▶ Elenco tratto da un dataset
▬▬▬

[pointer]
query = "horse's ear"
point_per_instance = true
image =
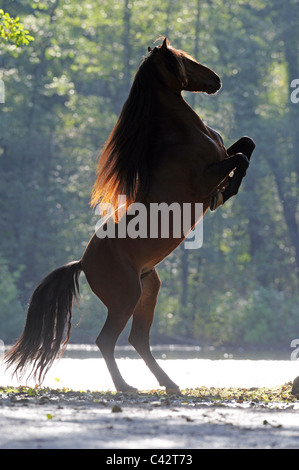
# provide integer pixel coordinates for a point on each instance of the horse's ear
(164, 45)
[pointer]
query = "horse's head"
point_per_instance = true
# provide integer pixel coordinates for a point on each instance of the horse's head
(181, 72)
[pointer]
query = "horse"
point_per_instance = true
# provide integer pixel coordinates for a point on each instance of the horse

▬▬▬

▶ CONSEGNA SCRITTA
Restituisci tutte le righe dell'elenco, identiche all'originale, ma tralascia le immagini.

▶ SOLUZIONE DELL'ESERCIZIO
[pointer]
query = "horse's ear"
point_per_instance = true
image =
# provide integer pixel coordinates for a point on each instance of the horse's ear
(164, 45)
[pointer]
query = "horse's head"
point_per_instance = true
# provide integer pixel coordinates for a point on each instance of the horse's head
(181, 72)
[pointer]
query = "horse"
point_per_instance = true
# provide integer pixel coordinates for a point on each instance of the horse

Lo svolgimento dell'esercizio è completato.